--- BEGIN ---

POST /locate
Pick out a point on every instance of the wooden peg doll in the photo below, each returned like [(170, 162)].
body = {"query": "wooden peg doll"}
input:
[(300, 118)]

--- END ---

Exercise requirements =>
The listing above should be transcribed in full, exactly as written.

Expected output =>
POST /locate
Pick out a point on every instance of the wooden peg doll in the photo below, each returned like [(170, 162)].
body = {"query": "wooden peg doll"}
input:
[(300, 118)]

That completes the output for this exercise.